━━ Records for this task ━━

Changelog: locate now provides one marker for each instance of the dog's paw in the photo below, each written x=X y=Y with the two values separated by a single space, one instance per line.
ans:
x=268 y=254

━━━
━━ Records for this task ━━

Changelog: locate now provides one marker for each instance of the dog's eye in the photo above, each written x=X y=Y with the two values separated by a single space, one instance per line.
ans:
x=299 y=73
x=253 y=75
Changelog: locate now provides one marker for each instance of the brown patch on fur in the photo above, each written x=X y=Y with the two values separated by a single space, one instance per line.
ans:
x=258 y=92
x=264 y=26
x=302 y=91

━━━

What the task asks: Scanning the material above, work out how many lines contain the word "instance" and reply with the number only.

Answer to this problem: 3